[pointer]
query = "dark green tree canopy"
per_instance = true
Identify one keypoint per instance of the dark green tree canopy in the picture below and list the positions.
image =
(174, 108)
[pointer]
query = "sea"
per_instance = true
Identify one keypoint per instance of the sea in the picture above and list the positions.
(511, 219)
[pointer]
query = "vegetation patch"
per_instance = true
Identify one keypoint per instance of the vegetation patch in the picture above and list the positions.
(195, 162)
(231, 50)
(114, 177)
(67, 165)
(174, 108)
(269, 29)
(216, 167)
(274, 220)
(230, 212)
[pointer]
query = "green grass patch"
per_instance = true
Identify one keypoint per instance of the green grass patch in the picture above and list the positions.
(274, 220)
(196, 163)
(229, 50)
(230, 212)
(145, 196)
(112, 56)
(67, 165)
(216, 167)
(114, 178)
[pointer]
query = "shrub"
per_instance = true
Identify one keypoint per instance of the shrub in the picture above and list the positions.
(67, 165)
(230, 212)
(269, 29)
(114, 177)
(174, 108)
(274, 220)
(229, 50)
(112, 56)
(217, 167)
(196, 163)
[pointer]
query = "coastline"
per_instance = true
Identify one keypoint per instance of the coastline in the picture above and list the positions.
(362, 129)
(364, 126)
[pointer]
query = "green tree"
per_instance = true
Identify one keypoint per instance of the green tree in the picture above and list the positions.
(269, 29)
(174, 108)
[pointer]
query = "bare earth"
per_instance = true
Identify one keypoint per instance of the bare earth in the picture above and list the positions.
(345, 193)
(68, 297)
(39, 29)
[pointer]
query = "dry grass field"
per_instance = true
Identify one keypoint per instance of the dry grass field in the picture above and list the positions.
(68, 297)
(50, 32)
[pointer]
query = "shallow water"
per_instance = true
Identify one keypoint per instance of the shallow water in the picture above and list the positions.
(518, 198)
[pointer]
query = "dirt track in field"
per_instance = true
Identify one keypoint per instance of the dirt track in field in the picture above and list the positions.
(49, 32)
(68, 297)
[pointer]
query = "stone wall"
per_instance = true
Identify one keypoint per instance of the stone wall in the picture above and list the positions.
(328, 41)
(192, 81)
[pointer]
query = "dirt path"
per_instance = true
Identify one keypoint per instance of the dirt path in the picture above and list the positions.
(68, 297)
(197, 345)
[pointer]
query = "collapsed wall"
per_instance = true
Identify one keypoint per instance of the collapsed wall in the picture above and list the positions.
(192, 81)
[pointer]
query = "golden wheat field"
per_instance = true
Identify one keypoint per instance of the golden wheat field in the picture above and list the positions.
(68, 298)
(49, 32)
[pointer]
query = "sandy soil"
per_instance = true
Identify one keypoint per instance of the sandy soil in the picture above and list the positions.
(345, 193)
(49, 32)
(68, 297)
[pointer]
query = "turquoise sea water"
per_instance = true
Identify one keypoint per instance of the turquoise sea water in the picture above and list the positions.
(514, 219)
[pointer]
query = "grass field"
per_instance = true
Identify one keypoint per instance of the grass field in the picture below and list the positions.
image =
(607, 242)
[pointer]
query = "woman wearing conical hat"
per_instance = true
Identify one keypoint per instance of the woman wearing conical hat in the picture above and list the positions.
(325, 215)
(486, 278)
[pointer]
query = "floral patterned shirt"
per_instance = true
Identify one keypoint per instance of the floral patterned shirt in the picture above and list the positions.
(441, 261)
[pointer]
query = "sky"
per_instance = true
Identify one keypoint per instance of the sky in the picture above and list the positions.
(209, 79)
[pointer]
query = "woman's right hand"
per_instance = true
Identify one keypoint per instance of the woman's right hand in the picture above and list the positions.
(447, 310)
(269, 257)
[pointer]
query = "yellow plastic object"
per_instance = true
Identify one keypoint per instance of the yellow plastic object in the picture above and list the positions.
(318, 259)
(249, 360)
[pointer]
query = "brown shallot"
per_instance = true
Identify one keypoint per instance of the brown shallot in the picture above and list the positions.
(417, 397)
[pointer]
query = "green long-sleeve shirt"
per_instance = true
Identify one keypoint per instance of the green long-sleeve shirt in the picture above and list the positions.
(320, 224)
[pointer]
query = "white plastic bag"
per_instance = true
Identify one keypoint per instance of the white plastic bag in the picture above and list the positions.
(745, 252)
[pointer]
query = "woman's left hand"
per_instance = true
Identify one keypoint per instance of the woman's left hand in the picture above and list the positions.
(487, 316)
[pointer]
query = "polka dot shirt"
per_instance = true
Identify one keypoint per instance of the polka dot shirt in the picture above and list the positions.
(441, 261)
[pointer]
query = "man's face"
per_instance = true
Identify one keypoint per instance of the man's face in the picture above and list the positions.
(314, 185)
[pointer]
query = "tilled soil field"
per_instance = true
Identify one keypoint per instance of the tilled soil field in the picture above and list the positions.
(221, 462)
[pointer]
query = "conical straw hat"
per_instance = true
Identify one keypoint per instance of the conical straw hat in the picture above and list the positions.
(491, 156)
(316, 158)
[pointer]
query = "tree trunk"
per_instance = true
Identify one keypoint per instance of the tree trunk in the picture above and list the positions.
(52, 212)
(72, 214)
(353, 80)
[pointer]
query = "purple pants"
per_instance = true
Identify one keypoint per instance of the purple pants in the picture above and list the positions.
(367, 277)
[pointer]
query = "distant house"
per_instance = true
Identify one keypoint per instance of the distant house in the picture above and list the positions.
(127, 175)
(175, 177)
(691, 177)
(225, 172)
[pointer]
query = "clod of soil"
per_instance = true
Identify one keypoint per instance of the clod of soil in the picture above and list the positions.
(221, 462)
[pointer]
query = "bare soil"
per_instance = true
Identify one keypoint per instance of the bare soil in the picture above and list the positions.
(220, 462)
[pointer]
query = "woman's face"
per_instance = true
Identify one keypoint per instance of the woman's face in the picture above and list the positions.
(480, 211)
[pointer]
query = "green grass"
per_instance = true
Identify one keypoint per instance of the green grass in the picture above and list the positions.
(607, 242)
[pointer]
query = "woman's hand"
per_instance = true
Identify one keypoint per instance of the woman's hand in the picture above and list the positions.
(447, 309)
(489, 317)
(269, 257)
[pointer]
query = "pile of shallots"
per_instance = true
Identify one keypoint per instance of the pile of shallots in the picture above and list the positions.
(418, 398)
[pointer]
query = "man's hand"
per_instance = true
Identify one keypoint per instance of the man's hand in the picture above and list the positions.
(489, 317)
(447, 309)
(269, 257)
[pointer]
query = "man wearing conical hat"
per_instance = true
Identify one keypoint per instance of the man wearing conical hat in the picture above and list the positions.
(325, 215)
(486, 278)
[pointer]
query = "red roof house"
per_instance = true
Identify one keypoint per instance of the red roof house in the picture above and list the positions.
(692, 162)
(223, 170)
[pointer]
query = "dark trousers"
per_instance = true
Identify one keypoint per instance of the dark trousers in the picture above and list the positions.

········

Copy every line from the rows above that contains the word "dirt".

query = "dirt track in field"
Identify one keypoint per instance of the dirt track in field in the picture above and list the positions.
query = "dirt path"
Identify one keypoint per instance of the dirt path in the picture above and list the positions.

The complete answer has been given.